● **Task instructions**
Produce all the records again exactly as they stand.

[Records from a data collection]

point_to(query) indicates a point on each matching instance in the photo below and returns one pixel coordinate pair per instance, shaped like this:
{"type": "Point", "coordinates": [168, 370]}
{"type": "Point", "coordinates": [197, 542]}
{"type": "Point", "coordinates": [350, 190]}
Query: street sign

● **Response to this exercise**
point_to(query) indicates a point on each matching instance in the photo below and returns one pixel coordinate pair per instance, shaped like this:
{"type": "Point", "coordinates": [168, 370]}
{"type": "Point", "coordinates": [197, 542]}
{"type": "Point", "coordinates": [350, 190]}
Query: street sign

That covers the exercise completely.